- _What you should do_
Copy each line below exactly and leave the pictures out.

Saved entries:
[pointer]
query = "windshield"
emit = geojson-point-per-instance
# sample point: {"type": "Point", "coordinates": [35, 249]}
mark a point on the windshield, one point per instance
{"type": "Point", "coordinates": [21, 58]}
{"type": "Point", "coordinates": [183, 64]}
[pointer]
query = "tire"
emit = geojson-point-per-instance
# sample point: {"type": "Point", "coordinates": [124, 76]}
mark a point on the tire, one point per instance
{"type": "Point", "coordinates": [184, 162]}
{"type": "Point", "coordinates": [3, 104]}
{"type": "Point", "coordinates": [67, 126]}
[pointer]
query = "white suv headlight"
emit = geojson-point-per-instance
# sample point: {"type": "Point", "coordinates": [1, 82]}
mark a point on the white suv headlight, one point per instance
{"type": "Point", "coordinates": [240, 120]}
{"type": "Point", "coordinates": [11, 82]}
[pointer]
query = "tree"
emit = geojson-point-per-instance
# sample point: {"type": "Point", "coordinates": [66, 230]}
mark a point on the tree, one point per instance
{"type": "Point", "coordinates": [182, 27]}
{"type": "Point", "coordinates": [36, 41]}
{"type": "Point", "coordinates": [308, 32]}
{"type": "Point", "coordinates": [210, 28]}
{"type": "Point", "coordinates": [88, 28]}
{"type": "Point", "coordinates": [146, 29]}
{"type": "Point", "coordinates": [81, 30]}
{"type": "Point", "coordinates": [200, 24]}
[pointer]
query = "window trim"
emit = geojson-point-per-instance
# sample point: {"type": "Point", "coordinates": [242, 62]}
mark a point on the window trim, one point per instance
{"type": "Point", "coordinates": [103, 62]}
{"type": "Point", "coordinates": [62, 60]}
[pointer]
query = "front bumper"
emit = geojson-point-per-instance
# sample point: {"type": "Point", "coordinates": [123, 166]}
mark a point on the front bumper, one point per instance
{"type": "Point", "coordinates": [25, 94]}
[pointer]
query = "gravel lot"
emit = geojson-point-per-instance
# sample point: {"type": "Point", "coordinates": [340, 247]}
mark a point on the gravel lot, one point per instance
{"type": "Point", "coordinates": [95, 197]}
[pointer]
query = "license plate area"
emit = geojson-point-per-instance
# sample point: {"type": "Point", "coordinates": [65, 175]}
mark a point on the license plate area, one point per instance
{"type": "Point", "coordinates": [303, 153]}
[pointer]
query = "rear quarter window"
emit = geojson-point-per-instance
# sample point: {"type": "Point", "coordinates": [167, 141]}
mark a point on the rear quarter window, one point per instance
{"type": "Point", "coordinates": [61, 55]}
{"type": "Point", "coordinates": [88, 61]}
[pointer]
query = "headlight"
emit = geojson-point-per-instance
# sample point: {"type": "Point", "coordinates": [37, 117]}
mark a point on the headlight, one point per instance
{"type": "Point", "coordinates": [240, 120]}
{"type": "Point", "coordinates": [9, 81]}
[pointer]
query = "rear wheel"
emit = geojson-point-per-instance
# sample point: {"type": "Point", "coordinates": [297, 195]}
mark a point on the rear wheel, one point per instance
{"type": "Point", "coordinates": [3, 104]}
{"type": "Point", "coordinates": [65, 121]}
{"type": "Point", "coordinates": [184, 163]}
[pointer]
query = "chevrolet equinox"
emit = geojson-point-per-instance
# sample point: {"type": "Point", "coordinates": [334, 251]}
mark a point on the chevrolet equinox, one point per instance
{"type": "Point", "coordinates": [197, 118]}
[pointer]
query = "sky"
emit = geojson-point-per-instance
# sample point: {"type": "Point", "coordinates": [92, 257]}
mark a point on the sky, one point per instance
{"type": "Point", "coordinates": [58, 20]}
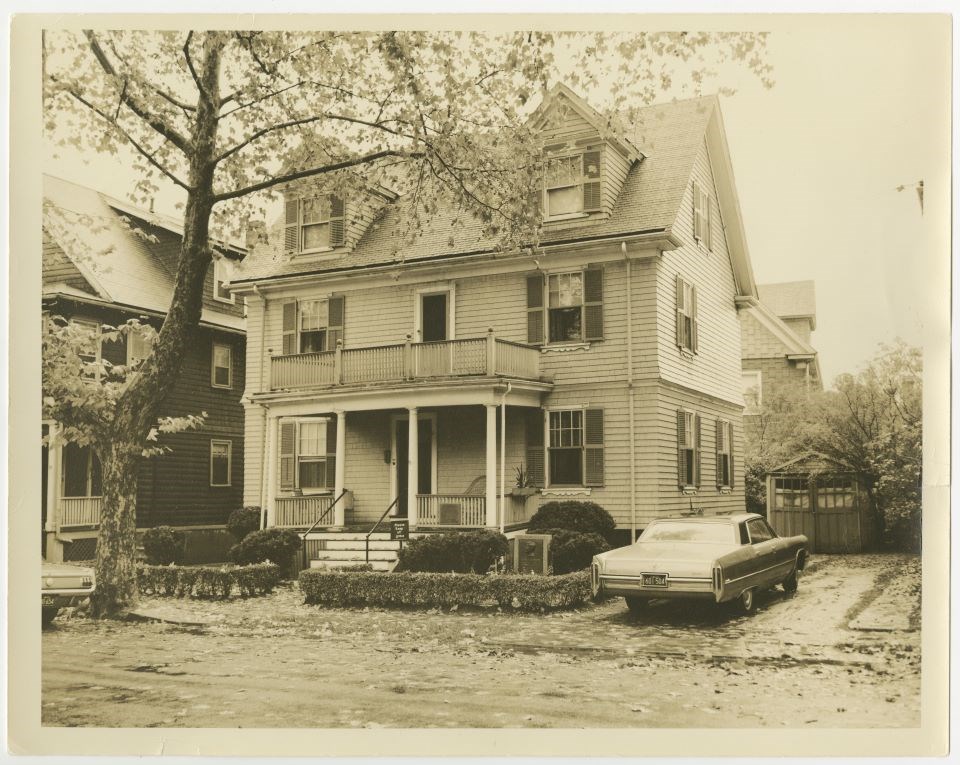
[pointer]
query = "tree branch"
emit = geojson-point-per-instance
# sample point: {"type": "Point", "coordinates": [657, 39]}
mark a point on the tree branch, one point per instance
{"type": "Point", "coordinates": [295, 176]}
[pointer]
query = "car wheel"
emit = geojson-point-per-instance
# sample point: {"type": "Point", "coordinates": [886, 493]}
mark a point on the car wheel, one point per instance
{"type": "Point", "coordinates": [636, 605]}
{"type": "Point", "coordinates": [745, 601]}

- _Exercise response_
[pointer]
query = "windshield"
emit = geojson-point-per-instance
# sample point: {"type": "Point", "coordinates": [35, 249]}
mark a point on the windshield, one point per instance
{"type": "Point", "coordinates": [21, 58]}
{"type": "Point", "coordinates": [183, 64]}
[pointer]
query = "tire"
emit = geojson-point-per-instance
# sample point: {"type": "Point", "coordinates": [124, 76]}
mark a point on the tire, one point per instance
{"type": "Point", "coordinates": [184, 162]}
{"type": "Point", "coordinates": [3, 104]}
{"type": "Point", "coordinates": [67, 126]}
[pointer]
query = "white suv headlight"
emit = geojson-point-per-instance
# sample point: {"type": "Point", "coordinates": [1, 82]}
mark a point on the white suv headlight, one point per instance
{"type": "Point", "coordinates": [240, 120]}
{"type": "Point", "coordinates": [11, 82]}
[pointer]
query = "tree"
emit = geojson-point-per-instance
# sample point: {"type": "Point", "coordinates": [66, 230]}
mark a point on the tree, one point per instance
{"type": "Point", "coordinates": [182, 27]}
{"type": "Point", "coordinates": [36, 41]}
{"type": "Point", "coordinates": [308, 32]}
{"type": "Point", "coordinates": [210, 28]}
{"type": "Point", "coordinates": [88, 28]}
{"type": "Point", "coordinates": [146, 29]}
{"type": "Point", "coordinates": [81, 30]}
{"type": "Point", "coordinates": [200, 24]}
[pointer]
query = "window trim"
emit = geojson-point-per-instance
# sample point: {"type": "Point", "coordinates": [242, 62]}
mark a point on the window trim, one point per instance
{"type": "Point", "coordinates": [103, 62]}
{"type": "Point", "coordinates": [62, 60]}
[pointer]
query = "front bumper"
emit = geojson-point-per-instance
# sample point: {"type": "Point", "coordinates": [123, 166]}
mark a point on the front bumper, one point per instance
{"type": "Point", "coordinates": [25, 94]}
[pointer]
query = "gravel lot"
emit = geojson-point-per-instance
# sample point: {"type": "Point", "coordinates": [340, 247]}
mark a point on the gravel lot, one point per instance
{"type": "Point", "coordinates": [95, 197]}
[pointer]
query = "license plate area"
emit = geojson-point-per-instance
# sample point: {"type": "Point", "coordinates": [65, 175]}
mark a point on the license plate area, one point per instance
{"type": "Point", "coordinates": [303, 153]}
[pointer]
query = "rear quarter window"
emit = geojson-point-per-instance
# sample point: {"type": "Point", "coordinates": [167, 141]}
mark a point on the rear quarter window, one point per instance
{"type": "Point", "coordinates": [61, 55]}
{"type": "Point", "coordinates": [88, 61]}
[pointer]
query = "headlight"
emit = geojson-point-per-instance
# sample point: {"type": "Point", "coordinates": [37, 117]}
mark a point on the headlight, one point per instance
{"type": "Point", "coordinates": [240, 120]}
{"type": "Point", "coordinates": [9, 81]}
[pointer]
query = "rear wheel"
emit = geojson-point-per-instance
# sample point: {"type": "Point", "coordinates": [297, 195]}
mark a point on the rear wheel, one point per instance
{"type": "Point", "coordinates": [3, 104]}
{"type": "Point", "coordinates": [65, 121]}
{"type": "Point", "coordinates": [184, 163]}
[pointer]
query = "chevrolet equinox"
emit = geojson-point-per-instance
# sample point: {"type": "Point", "coordinates": [334, 251]}
mark a point on the chevrolet equinox, one point per instance
{"type": "Point", "coordinates": [197, 118]}
[pointer]
query = "sky"
emit = geojson-point-per-instance
# sample point: {"type": "Point", "coordinates": [92, 257]}
mark a point on the sky, one point per instance
{"type": "Point", "coordinates": [58, 20]}
[pointer]
query = "tree branch"
emit = geojson-point-per-instance
# sample point: {"type": "Point", "coordinates": [657, 39]}
mark a point on the tree branch, one point per instance
{"type": "Point", "coordinates": [295, 176]}
[pointer]
query = "car wheel"
emit = geojson-point-per-instance
# sample point: {"type": "Point", "coordinates": [886, 493]}
mark a point on the car wheel, one point per instance
{"type": "Point", "coordinates": [636, 605]}
{"type": "Point", "coordinates": [745, 601]}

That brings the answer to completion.